_DIRECTIVE_. Copy out every line of the items below that contains the word "window". Match case exactly.

_SUPPLIED INFORMATION_.
╔══

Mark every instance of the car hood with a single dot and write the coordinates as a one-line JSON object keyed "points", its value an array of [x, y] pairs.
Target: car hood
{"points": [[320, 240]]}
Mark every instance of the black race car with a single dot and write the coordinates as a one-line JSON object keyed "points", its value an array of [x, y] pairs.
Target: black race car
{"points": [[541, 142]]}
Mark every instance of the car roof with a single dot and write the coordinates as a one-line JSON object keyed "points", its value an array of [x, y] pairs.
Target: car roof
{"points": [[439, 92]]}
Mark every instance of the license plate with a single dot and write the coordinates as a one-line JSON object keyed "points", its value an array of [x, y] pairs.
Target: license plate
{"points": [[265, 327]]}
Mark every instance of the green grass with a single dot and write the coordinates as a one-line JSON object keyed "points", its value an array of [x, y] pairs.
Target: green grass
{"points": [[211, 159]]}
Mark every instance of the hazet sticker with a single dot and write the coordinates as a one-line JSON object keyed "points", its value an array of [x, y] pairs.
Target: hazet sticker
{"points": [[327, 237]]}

╚══
╔══

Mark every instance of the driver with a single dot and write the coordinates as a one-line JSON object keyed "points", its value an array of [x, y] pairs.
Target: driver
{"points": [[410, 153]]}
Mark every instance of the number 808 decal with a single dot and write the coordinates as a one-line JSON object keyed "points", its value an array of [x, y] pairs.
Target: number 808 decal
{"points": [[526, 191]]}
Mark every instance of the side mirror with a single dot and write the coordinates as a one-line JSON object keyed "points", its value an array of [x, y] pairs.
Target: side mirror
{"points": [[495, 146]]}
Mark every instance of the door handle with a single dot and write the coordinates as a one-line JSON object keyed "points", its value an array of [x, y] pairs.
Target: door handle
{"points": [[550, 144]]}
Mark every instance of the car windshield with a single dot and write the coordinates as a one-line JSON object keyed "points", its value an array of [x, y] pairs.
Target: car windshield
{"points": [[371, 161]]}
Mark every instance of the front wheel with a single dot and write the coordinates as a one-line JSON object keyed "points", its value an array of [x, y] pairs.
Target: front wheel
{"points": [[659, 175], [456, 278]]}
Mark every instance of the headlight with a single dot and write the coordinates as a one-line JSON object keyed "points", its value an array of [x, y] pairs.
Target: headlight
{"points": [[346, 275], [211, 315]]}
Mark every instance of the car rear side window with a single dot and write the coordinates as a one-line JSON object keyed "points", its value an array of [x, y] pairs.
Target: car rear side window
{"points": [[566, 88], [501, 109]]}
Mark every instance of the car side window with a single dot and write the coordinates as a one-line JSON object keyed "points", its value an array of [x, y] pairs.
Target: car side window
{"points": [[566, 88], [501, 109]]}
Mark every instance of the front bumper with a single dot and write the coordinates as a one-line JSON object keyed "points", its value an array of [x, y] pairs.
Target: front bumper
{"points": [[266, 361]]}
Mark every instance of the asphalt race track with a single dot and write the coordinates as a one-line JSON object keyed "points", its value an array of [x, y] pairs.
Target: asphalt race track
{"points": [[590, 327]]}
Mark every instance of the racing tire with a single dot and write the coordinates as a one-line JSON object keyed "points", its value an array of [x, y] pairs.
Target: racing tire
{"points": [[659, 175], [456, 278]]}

╚══
╔══

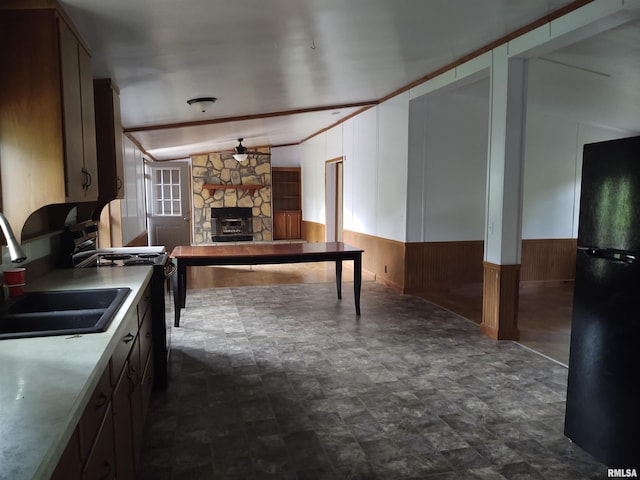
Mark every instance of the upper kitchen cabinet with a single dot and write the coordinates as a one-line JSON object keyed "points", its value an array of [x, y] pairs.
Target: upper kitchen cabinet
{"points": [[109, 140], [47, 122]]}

╚══

_ANSWER FOR THIS EXERCISE_.
Mark every instance of the car rear side window with a single dot and write the coordinates as a one-line JSON object keyed "points", its value an array of [x, y] pairs.
Target: car rear side window
Mark every instance of the car side window with a single dot and write the coordinates as a one-line JSON object keyed "points", its value an array of [x, y] pairs.
Target: car side window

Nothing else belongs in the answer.